THE TASK: Starting at the first line of the listing below, repeat each line up to and including the one containing "Locate the fender". Leave out pictures.

○ ○ ○ ○

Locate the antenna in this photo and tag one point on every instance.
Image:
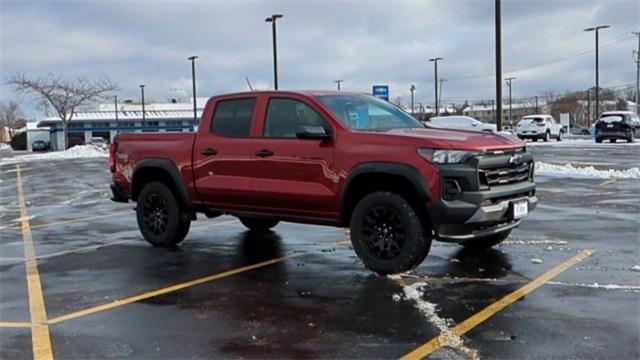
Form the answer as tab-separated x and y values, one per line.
249	83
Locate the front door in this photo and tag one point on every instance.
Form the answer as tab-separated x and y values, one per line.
293	177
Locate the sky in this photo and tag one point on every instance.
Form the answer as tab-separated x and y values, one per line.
363	42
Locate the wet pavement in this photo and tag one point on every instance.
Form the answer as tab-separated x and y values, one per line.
316	299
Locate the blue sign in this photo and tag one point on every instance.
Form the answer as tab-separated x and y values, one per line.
381	91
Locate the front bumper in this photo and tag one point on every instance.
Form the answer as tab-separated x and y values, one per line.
481	205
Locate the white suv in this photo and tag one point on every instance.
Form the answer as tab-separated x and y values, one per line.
536	127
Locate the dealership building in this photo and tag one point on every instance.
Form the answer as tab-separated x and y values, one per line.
107	122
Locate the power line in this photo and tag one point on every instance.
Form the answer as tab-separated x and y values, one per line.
623	37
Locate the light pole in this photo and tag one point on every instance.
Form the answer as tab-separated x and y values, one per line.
144	121
435	81
498	31
193	81
509	80
272	19
596	29
115	105
412	89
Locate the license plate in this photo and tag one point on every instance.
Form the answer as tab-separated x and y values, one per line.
520	209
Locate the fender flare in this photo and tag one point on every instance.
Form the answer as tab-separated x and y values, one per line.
170	168
406	171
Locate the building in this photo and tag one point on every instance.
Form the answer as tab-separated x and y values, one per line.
486	113
101	122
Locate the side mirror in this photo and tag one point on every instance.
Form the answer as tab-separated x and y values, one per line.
312	133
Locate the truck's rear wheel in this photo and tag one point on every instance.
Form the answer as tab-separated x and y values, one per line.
161	220
486	242
259	224
387	234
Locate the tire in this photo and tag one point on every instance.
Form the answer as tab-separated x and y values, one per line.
259	224
387	234
486	242
161	220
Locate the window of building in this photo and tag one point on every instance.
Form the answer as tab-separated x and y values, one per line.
284	116
232	118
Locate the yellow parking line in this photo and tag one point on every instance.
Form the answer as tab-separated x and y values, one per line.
40	337
14	324
169	289
461	329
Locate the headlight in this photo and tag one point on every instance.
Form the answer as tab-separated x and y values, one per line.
446	156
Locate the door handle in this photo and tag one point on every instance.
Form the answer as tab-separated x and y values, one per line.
209	152
264	153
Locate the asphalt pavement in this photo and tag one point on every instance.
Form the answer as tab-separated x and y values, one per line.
300	291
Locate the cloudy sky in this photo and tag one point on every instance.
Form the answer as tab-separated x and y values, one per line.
363	42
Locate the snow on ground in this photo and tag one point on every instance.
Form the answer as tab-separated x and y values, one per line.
589	172
76	152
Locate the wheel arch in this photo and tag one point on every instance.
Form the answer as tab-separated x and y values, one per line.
163	170
403	179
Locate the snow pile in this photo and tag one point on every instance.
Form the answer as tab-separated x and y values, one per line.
568	170
76	152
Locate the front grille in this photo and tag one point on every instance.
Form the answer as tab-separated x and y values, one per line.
504	175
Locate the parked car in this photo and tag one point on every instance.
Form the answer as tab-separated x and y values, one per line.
98	142
460	123
333	158
40	145
577	129
74	140
614	125
537	127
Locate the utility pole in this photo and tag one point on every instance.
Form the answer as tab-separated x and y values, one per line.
509	80
637	60
193	82
435	81
144	121
412	89
272	19
115	104
597	29
498	31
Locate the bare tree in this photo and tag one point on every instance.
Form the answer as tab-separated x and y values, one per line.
12	117
63	96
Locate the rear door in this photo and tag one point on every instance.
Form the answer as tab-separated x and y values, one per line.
222	154
293	177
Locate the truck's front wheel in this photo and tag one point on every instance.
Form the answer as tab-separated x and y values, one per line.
486	242
387	234
161	220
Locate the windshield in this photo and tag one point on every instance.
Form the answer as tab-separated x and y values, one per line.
368	113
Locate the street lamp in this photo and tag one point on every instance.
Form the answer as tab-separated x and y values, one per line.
435	82
272	19
412	88
596	29
144	122
193	81
509	80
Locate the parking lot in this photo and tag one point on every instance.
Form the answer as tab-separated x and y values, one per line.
76	274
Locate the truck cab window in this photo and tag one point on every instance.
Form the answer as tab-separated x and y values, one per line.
285	115
232	118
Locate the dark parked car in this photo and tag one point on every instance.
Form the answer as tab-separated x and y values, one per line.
40	145
614	125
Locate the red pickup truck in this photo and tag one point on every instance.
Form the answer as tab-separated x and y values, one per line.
332	158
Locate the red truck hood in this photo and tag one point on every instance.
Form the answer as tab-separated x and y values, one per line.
460	139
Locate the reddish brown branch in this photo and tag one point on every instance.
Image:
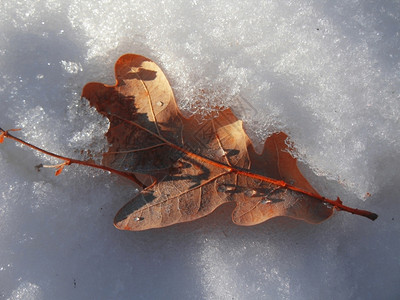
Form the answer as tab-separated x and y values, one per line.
69	161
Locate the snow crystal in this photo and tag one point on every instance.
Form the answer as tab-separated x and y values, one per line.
325	72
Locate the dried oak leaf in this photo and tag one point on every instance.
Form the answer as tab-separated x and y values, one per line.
195	167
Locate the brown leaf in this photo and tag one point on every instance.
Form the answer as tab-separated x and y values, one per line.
196	167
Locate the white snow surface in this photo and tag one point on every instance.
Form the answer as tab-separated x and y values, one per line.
325	72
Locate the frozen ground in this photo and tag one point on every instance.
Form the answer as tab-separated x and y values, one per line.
326	72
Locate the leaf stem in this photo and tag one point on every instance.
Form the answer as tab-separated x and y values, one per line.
69	161
335	203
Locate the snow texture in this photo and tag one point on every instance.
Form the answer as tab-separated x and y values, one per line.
325	72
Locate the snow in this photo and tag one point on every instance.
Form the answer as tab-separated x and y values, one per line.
325	72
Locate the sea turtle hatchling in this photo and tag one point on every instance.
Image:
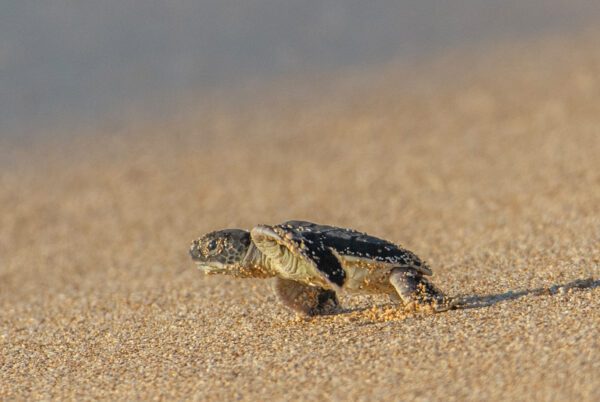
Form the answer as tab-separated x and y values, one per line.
311	262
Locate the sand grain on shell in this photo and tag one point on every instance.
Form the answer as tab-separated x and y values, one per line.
487	167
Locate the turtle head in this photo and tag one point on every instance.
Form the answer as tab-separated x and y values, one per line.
221	252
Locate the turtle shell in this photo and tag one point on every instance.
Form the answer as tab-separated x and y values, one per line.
351	244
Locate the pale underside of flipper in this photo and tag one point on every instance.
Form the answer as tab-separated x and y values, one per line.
305	299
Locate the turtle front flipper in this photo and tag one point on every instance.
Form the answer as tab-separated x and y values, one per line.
305	299
414	289
299	256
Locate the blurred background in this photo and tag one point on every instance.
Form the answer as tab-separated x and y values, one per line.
66	64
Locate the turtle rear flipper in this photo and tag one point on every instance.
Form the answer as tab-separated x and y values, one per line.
414	289
305	299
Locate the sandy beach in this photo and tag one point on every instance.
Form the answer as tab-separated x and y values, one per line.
486	164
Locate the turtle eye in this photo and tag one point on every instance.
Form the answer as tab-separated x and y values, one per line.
212	245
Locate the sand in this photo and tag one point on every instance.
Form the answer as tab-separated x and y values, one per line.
486	164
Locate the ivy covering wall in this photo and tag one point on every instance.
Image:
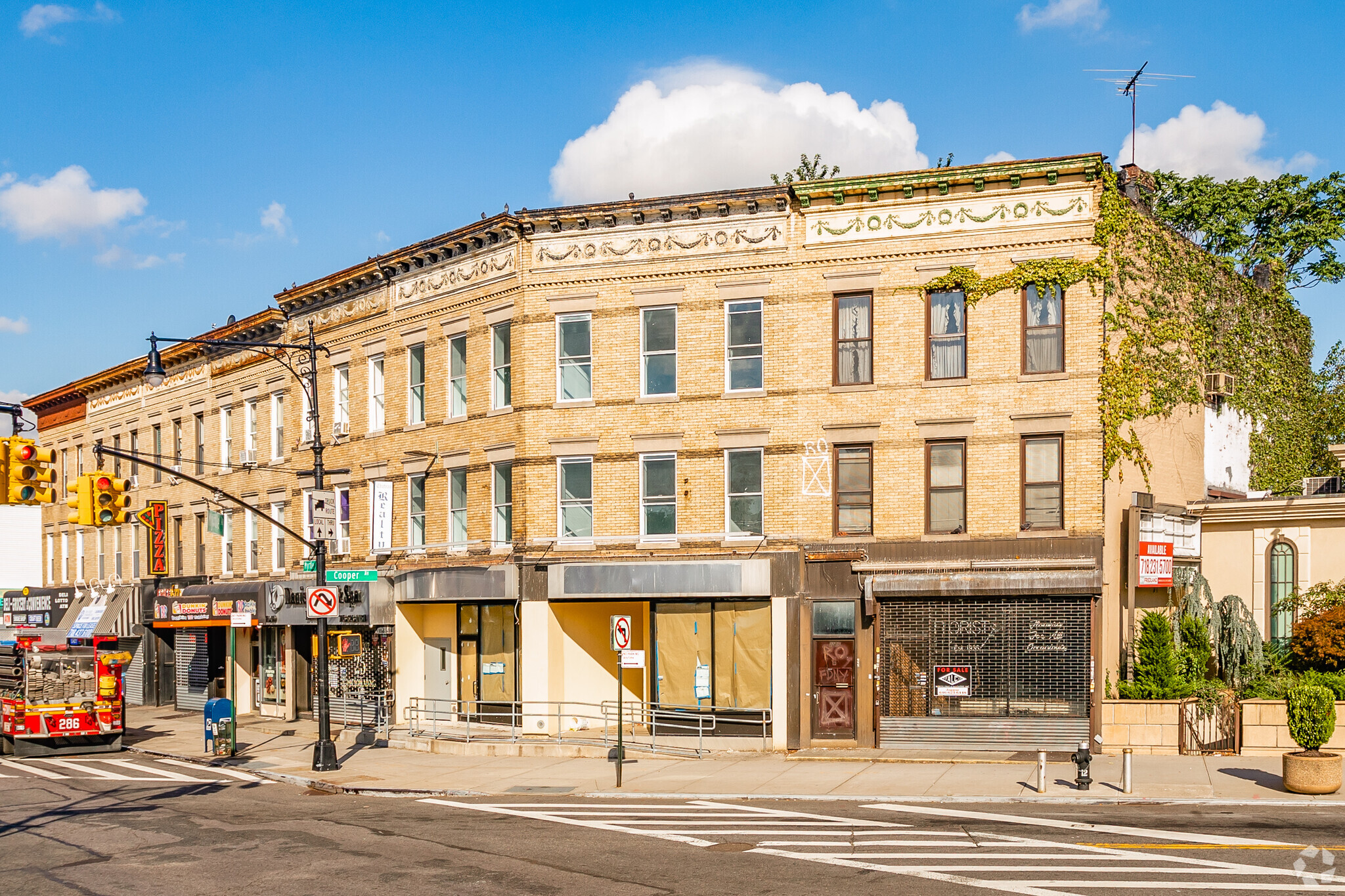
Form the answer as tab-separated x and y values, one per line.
1173	313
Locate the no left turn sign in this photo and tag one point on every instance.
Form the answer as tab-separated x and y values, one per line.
322	602
621	633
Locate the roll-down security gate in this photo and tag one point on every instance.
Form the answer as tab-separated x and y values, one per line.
985	673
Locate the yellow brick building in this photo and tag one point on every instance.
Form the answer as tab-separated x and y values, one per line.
841	509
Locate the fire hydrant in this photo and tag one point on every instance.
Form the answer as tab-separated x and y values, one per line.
1082	758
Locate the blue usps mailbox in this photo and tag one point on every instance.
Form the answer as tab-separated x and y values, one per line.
218	726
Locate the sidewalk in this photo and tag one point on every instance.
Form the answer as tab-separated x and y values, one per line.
284	752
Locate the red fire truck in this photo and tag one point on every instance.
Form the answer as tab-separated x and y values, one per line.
61	698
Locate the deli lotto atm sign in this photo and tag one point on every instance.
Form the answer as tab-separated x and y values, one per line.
1156	565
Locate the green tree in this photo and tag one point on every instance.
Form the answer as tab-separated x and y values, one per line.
1157	666
1289	227
813	169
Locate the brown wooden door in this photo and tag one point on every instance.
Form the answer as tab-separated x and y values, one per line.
833	688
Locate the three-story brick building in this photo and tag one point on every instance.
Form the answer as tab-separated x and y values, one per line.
835	501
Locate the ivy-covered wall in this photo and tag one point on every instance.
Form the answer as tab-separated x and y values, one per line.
1173	313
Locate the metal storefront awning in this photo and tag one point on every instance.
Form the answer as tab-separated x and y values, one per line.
449	585
984	578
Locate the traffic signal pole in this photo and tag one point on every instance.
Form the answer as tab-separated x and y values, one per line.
324	752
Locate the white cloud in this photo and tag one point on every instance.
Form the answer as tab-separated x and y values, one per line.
1222	142
708	125
41	16
64	205
1063	14
275	219
119	257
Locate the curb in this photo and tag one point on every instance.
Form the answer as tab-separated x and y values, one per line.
311	784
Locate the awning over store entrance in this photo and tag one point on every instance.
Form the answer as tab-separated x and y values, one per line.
496	582
653	580
984	578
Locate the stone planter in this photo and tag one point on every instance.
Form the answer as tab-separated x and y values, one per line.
1312	774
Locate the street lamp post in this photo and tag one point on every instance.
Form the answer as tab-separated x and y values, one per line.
324	752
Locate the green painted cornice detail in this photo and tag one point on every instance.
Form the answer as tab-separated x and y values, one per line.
1090	164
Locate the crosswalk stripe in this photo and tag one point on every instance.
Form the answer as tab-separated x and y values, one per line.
217	770
76	766
162	773
973	859
35	770
1078	825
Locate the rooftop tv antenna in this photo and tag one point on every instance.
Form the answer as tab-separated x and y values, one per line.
1130	88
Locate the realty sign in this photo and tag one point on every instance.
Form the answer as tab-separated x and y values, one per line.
155	516
951	681
1156	565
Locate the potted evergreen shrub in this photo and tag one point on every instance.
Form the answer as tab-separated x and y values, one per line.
1312	721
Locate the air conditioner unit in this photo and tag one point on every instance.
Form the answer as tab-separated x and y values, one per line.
1321	485
1219	385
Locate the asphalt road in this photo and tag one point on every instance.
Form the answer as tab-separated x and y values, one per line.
133	824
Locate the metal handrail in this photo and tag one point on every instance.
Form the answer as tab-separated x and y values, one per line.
577	723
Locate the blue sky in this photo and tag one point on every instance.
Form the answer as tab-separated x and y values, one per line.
164	165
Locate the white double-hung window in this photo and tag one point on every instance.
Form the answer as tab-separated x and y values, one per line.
458	377
458	507
376	394
277	426
341	396
658	351
744	347
743	494
502	395
658	496
416	385
573	358
576	499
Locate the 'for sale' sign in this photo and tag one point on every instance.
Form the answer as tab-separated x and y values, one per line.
1156	565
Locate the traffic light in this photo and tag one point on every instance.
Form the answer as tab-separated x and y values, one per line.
82	500
109	499
27	477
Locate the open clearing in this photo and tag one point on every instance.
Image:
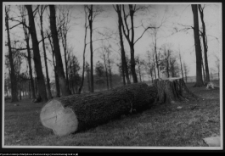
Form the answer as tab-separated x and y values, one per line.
179	124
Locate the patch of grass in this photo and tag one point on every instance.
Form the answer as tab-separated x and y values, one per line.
162	125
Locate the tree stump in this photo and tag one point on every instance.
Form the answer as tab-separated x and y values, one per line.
69	114
173	89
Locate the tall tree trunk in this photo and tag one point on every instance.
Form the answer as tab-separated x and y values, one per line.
37	59
14	90
88	80
205	45
156	56
132	64
29	61
54	65
123	57
84	50
59	65
91	46
106	72
110	78
181	67
199	81
64	43
45	59
133	71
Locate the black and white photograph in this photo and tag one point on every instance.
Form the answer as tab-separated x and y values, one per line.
112	75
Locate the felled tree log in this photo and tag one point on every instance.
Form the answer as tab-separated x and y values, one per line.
74	113
173	89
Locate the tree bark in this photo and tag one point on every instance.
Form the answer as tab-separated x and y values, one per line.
29	62
123	57
59	65
84	50
75	113
90	19
45	58
37	59
54	65
181	64
173	89
199	81
205	46
14	89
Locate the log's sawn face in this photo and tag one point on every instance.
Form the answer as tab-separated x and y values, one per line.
62	120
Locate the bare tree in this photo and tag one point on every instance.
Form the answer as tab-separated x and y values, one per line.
59	65
123	59
29	60
41	12
130	33
199	81
204	39
218	65
181	66
64	19
54	66
37	59
12	72
90	20
186	70
140	64
84	50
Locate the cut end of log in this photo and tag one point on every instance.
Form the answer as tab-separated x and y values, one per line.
62	120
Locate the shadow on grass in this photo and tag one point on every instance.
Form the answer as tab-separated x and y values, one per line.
179	124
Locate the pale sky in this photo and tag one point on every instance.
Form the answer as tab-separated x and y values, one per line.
173	14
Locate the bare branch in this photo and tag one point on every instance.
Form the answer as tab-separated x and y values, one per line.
144	33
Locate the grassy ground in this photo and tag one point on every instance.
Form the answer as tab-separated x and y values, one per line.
180	124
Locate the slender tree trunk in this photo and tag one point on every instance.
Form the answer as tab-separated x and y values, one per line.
203	71
133	71
84	50
14	91
123	57
156	57
110	77
106	72
205	46
88	80
54	65
29	62
37	59
181	67
65	54
199	81
45	59
132	64
91	47
59	65
168	64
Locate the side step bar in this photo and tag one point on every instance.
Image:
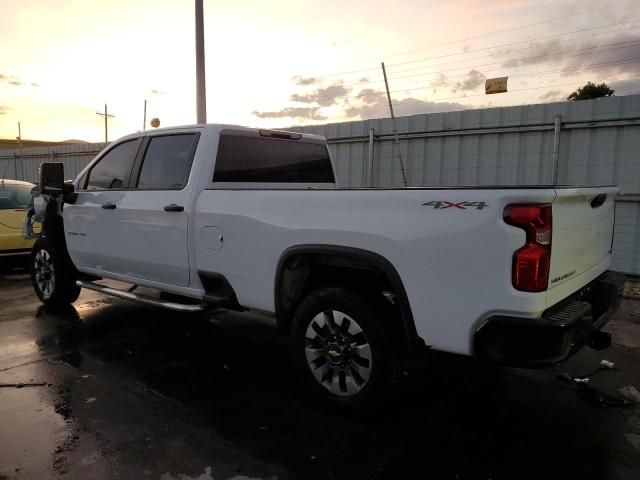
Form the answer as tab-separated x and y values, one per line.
180	307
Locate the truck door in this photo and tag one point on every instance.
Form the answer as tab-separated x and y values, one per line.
93	230
154	212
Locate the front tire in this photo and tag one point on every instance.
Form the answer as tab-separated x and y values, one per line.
340	349
52	274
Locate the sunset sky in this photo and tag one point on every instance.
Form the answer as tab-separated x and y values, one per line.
278	63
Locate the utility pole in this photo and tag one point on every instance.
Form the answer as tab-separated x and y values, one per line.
201	94
106	116
393	122
144	118
15	165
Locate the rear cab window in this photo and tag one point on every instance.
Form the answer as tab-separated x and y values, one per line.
251	158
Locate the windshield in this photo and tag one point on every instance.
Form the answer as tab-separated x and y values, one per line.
14	196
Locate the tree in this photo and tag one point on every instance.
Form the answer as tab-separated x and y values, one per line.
589	91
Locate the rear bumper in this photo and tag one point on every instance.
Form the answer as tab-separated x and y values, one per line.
560	332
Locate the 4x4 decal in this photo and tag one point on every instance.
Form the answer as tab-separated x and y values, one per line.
441	205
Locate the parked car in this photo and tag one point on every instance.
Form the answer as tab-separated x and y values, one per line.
14	199
361	280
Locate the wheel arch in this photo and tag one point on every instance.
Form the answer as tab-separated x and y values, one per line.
351	257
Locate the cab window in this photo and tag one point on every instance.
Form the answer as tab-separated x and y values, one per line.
167	162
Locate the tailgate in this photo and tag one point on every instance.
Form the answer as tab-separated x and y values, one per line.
583	221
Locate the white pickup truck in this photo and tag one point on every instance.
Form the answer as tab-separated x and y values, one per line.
362	280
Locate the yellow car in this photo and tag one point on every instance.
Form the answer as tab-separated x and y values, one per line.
14	199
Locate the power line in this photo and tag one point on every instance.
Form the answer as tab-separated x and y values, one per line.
500	46
545	37
467	39
600	48
504	31
526	74
525	89
587	50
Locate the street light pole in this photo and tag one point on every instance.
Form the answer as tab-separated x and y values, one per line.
106	116
201	95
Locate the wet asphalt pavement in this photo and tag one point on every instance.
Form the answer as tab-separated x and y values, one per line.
130	391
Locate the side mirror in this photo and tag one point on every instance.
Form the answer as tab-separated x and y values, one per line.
52	178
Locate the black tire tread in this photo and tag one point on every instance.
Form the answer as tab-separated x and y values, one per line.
65	291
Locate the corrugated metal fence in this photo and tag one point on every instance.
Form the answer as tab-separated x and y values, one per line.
587	142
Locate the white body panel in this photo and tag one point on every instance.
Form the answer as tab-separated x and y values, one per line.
455	264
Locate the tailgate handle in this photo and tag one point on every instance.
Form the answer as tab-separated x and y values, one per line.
598	200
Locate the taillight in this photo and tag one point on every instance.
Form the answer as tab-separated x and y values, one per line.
531	263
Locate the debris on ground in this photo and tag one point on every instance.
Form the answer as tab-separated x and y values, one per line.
627	395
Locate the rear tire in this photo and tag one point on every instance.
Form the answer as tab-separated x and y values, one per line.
52	274
340	349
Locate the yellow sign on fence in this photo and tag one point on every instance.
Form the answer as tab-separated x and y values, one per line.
495	85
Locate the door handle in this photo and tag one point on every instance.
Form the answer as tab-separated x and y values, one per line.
174	208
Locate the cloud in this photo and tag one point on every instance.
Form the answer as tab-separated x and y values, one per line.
472	81
605	56
304	81
441	81
322	96
303	113
374	105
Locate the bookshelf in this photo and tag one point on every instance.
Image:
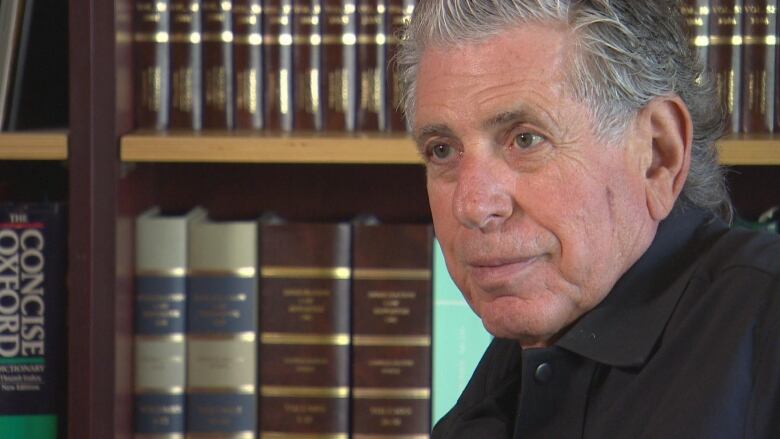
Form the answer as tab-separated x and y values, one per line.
115	172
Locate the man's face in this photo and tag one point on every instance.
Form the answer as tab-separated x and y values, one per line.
537	217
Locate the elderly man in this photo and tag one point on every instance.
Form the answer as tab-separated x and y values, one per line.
575	190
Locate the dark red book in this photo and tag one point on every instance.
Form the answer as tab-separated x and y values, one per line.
758	66
372	66
185	45
151	26
277	44
391	335
399	13
725	56
217	41
305	321
248	63
339	43
307	59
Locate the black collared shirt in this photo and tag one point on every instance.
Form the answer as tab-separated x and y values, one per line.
686	345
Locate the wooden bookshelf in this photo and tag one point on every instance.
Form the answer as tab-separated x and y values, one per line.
33	146
228	147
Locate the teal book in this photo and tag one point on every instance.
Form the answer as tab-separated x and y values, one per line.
459	339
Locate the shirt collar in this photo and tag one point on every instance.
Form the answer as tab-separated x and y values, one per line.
623	329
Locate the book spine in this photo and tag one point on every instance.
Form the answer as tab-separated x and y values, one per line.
160	324
222	330
217	67
372	62
697	22
248	63
277	31
459	339
32	317
340	64
758	66
724	57
152	57
307	59
391	336
305	309
399	13
186	103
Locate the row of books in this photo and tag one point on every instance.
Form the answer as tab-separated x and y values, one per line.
279	65
32	320
266	328
33	65
737	40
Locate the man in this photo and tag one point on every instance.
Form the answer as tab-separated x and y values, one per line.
575	191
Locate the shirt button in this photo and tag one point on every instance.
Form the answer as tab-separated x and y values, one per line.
543	373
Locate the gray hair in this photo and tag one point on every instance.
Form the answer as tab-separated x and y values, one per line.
627	53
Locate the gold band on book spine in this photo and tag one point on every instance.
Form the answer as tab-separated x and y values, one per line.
304	392
391	393
277	435
390	274
305	339
343	273
374	340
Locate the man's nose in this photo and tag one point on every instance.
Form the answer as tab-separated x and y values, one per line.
483	197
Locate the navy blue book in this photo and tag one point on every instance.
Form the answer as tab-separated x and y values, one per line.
32	320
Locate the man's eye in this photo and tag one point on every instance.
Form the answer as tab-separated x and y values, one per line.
527	140
441	151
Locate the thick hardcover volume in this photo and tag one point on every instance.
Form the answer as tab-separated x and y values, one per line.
152	57
340	64
248	63
758	65
277	42
217	68
459	339
307	59
724	57
697	22
32	310
391	335
305	310
160	323
186	110
222	330
372	66
399	13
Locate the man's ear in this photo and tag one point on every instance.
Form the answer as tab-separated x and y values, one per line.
671	130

○ ○ ○ ○

ANSWER SECTION:
Locate the antenna in this photo and tag one point on every instance.
Image:
Form the answer as tab-separated x and y values, one per line.
249	83
Locate the front door in this photo and tag one point on every instance.
Form the answer as tab-separated x and y values, one per line.
293	177
Locate the sky in this photo and tag one point on every instance.
Form the answer as tab-separated x and y values, one per line.
363	42
Locate the wet pavement in this photo and tag one point on every instance.
Form the answer as tab-separated x and y values, one per line.
316	299
Locate the blue sign in this photo and tag one point on every instance.
Form the answer as tab-separated x and y values, one per line.
381	91
Locate the front bumper in this photo and tag one point on every instance.
Form the answer as tab-separated x and y values, one per line.
481	205
Locate the white suv in this photo and tag one point on every instance.
Form the answer as tab-separated x and y values, one per line.
536	127
Locate the dealership building in this photo and tag one point on every instance.
Form the answer as tab-separated x and y values, one per line.
107	122
Locate the power line in this photo and tag one point on every instance.
Form the answer as tab-separated x and y values, one per line.
623	37
Locate the light pole in this photo and tag one point on every instance.
Form the answer as tab-separated x and y values, one per line.
144	121
435	81
498	31
193	81
509	80
272	19
596	29
115	105
412	89
Locate the license plate in this photo and tag one point on every instance.
Form the answer as tab-separated x and y values, one per line.
520	209
Locate the fender flare in this photo and tag one point on every instance.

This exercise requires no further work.